GIVEN REQUEST:
Find every line in the entries below that contains the word "metal" and copy each of those lines in full. Treat uppercase and lowercase letters as different when matching.

Dataset rows on where objects appear:
- - - - -
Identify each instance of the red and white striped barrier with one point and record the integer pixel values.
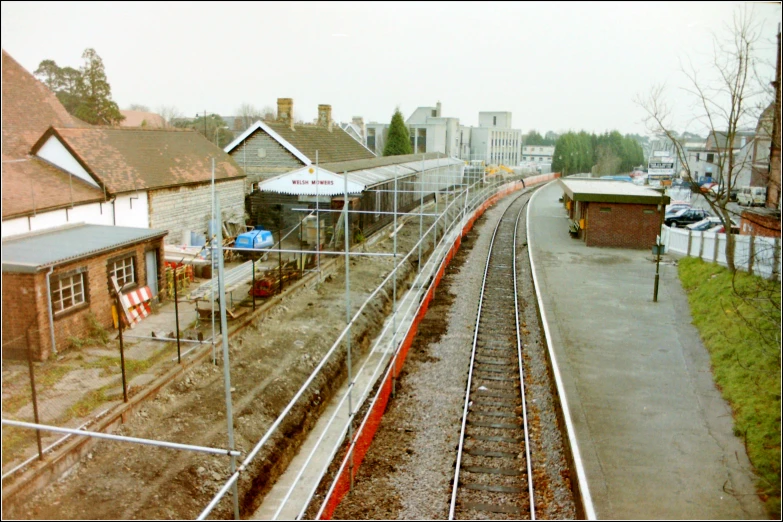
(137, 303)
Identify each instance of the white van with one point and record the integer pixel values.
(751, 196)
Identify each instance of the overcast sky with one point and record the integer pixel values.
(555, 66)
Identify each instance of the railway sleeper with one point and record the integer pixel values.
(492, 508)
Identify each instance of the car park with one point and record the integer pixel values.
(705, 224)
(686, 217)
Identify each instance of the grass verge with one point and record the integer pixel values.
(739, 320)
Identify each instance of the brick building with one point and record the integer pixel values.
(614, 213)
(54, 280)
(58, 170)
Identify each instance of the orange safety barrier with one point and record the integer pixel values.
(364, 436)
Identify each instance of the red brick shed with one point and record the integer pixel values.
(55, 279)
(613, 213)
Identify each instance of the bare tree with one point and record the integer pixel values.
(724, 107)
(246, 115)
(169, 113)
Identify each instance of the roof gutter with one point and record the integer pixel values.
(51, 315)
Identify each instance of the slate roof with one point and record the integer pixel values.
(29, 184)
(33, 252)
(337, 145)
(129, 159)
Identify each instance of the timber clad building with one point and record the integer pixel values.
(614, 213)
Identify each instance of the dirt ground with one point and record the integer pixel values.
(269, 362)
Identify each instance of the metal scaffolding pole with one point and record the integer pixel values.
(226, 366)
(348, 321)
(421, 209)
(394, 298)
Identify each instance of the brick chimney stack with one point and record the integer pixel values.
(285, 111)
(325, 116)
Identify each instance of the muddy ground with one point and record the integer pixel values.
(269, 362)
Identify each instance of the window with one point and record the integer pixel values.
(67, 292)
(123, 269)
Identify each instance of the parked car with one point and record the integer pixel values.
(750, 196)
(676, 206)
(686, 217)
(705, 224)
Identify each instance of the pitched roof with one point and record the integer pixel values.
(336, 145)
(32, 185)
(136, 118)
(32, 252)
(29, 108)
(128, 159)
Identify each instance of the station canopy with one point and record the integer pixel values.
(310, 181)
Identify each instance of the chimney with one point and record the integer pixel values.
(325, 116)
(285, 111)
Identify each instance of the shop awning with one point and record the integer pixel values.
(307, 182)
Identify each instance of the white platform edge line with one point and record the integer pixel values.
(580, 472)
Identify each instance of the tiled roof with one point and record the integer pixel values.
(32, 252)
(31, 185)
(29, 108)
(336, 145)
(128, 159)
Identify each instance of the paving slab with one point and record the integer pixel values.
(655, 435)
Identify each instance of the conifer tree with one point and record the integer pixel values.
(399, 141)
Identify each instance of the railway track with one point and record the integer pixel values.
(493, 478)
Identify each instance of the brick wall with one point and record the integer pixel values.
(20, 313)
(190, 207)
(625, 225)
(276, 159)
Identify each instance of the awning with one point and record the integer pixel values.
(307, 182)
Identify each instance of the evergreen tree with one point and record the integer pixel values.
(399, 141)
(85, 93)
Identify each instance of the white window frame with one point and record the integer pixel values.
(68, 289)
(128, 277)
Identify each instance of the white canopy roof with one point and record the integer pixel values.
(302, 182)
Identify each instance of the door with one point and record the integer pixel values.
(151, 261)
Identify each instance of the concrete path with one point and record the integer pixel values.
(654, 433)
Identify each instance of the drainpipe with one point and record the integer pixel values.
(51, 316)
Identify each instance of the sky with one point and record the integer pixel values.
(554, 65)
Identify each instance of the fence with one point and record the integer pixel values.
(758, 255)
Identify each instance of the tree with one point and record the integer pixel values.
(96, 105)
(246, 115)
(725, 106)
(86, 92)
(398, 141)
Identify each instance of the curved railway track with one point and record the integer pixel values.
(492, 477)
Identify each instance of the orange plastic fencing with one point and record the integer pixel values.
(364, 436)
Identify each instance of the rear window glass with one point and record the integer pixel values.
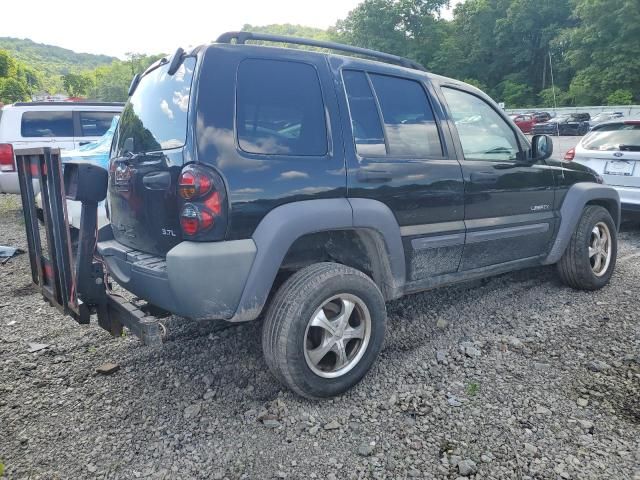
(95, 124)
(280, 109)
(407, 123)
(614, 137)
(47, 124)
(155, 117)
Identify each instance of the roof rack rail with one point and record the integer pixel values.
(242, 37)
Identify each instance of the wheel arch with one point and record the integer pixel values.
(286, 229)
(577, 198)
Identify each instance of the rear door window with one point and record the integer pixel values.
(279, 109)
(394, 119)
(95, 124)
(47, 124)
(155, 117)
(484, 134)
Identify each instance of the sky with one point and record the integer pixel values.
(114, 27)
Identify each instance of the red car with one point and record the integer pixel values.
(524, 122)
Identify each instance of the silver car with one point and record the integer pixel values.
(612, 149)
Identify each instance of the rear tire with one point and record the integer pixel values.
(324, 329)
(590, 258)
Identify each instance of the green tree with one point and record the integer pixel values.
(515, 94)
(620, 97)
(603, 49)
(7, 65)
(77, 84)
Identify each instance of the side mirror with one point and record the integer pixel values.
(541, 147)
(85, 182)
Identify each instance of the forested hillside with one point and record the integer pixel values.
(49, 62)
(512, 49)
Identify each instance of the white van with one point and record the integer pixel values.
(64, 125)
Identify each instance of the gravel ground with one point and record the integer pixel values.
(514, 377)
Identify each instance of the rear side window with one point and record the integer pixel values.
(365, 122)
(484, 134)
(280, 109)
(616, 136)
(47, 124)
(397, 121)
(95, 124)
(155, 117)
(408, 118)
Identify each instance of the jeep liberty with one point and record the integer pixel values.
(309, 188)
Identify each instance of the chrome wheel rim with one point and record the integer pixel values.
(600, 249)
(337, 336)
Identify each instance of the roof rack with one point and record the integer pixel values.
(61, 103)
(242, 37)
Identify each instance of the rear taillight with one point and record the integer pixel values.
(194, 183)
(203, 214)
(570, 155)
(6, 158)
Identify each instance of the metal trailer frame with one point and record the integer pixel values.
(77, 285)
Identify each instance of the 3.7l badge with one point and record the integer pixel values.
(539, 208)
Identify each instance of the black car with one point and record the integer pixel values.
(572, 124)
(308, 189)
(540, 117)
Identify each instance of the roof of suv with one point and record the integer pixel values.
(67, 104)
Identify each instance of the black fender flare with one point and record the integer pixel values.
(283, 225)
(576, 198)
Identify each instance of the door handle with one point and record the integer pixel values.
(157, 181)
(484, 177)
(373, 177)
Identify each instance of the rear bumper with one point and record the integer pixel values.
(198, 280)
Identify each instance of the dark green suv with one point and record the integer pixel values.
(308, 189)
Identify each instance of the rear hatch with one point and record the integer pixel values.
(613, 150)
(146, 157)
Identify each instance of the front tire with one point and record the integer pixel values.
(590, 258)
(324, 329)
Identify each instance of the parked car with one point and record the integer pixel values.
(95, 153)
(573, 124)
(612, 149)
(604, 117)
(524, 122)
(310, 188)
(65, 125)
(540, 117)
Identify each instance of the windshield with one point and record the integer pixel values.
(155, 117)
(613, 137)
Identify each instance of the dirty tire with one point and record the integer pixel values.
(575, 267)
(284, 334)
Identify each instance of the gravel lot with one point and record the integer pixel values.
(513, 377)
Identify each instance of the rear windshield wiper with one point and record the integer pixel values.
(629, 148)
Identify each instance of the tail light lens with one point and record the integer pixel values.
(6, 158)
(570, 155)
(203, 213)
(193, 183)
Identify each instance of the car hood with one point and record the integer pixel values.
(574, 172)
- - - - -
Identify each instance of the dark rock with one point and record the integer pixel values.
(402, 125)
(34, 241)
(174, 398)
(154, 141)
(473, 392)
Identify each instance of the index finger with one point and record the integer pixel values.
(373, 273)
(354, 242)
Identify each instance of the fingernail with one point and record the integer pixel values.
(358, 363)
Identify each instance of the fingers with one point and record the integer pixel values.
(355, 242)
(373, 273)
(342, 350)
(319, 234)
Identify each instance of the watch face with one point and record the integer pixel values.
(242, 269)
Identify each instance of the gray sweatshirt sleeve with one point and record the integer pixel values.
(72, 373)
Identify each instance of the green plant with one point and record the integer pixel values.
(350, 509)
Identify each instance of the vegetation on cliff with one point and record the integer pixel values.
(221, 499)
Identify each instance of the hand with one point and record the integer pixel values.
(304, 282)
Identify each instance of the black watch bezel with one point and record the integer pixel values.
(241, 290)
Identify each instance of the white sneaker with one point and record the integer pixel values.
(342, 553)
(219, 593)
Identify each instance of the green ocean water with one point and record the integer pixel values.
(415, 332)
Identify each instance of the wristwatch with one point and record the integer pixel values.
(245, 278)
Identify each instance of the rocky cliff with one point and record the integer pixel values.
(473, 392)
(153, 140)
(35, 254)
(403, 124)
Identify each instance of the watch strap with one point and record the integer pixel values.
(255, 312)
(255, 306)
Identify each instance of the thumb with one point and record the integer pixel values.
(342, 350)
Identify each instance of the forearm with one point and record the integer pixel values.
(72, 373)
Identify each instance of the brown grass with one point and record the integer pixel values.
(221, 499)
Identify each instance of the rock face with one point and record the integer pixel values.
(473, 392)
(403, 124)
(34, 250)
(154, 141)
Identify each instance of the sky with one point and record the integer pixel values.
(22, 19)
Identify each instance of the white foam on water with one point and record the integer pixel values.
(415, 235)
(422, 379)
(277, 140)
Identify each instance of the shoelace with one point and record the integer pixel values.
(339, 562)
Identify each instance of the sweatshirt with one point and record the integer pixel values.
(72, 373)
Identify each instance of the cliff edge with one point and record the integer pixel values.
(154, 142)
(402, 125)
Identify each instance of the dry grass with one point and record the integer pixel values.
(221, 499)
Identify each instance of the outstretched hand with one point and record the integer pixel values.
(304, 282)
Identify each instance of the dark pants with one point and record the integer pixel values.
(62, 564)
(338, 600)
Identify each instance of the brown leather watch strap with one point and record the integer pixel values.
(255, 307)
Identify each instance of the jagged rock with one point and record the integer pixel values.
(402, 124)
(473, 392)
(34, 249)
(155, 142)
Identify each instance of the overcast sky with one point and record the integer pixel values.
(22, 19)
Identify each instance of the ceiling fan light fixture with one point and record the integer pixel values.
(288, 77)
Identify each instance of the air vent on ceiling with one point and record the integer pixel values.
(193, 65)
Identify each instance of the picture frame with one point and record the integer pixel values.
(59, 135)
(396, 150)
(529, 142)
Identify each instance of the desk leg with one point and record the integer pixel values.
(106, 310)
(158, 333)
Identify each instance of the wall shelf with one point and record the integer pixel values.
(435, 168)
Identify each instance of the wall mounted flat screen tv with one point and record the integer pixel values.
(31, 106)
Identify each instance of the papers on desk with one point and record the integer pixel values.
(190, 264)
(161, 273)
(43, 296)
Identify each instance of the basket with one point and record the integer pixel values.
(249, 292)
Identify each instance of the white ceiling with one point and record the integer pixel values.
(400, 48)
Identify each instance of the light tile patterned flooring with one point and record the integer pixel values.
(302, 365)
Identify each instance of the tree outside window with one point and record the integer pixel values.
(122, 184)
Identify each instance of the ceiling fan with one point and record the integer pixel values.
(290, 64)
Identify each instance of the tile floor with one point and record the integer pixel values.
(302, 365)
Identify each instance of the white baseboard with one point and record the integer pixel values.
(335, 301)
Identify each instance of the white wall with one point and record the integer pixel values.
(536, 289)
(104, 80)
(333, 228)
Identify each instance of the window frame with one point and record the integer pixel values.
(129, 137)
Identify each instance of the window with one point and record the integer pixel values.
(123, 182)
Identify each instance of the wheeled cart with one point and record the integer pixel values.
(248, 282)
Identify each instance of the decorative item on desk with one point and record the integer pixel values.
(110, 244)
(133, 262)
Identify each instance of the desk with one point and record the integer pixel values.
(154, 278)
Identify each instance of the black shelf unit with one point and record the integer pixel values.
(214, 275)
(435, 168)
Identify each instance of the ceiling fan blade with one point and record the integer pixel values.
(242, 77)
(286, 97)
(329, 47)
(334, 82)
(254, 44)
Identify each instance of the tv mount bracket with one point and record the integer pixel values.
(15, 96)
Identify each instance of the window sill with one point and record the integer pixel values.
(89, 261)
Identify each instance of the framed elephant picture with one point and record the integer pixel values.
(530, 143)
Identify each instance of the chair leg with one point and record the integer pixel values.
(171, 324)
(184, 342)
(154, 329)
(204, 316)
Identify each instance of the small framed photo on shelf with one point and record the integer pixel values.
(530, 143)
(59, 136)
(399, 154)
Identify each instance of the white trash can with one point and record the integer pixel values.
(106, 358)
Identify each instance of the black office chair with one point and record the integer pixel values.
- - - - -
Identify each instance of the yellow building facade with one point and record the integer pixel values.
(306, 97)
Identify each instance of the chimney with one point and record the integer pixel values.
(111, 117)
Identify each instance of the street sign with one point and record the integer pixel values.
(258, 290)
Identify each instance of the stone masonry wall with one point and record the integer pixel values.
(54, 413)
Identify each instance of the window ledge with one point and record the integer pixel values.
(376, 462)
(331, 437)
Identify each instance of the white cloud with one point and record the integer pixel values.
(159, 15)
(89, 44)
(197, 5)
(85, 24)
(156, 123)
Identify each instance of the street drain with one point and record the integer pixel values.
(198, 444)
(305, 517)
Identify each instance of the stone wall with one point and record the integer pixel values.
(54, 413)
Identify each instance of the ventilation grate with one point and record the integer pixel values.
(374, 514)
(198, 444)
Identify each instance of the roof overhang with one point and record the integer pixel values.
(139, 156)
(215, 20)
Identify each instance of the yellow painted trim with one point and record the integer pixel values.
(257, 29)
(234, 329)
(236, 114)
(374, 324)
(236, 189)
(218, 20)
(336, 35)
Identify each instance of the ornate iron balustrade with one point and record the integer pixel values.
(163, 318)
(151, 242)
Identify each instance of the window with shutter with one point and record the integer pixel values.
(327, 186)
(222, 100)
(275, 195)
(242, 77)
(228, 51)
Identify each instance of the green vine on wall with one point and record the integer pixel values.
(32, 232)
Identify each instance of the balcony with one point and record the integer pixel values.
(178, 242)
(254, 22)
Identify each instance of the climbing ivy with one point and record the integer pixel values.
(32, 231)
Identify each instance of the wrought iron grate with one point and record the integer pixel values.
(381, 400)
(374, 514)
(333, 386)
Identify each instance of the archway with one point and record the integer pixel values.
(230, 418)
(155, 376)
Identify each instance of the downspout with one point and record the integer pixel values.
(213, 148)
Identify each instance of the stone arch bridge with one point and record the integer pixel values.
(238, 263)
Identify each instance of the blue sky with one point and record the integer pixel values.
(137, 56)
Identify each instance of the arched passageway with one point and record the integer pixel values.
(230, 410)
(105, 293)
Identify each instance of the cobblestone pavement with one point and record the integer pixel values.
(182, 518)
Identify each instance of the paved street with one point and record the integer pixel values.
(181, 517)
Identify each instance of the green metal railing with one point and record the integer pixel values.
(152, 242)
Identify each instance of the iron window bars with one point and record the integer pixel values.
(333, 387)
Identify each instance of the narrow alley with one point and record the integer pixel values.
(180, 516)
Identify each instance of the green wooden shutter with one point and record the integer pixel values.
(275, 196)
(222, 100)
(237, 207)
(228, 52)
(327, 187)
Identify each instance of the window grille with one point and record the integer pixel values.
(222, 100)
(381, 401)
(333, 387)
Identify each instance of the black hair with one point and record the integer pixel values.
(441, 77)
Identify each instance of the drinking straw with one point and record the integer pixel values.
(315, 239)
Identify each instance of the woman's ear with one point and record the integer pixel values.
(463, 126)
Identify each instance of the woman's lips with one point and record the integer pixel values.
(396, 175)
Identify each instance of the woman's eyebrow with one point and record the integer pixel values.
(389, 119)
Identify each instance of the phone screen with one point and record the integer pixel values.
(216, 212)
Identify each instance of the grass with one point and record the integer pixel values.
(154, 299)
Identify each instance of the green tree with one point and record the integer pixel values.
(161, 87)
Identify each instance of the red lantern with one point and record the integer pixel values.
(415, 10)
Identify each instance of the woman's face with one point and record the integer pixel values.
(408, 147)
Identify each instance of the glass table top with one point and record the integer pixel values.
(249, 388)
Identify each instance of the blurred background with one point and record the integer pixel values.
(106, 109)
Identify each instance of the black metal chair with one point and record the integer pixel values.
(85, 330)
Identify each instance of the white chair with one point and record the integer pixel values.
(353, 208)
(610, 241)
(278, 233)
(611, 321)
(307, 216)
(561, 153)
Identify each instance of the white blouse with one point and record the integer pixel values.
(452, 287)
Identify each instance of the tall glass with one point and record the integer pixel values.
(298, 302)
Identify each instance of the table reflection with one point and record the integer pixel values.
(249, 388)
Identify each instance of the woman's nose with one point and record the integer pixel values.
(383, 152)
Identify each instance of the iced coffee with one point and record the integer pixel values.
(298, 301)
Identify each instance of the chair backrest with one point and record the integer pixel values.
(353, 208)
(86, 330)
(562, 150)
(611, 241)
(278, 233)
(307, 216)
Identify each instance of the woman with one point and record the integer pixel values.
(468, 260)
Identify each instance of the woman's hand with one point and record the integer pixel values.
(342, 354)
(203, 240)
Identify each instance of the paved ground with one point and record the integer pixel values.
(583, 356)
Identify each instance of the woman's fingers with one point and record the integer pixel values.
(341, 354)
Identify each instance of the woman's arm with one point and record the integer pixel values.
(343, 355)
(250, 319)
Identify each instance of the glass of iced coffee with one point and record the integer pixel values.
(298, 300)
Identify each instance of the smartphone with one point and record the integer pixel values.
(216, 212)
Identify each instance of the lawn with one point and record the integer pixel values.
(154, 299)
- - - - -
FULL RESPONSE:
Identify each instance of the metal scaffolding pole with one point and record the integer pixel values.
Identify each instance of the metal trailer frame with one point and record the integer pixel values.
Identify each instance of the green metal railing with one point and record the integer pixel values.
Identify each instance of the black metal chair with one point and record the integer pixel values.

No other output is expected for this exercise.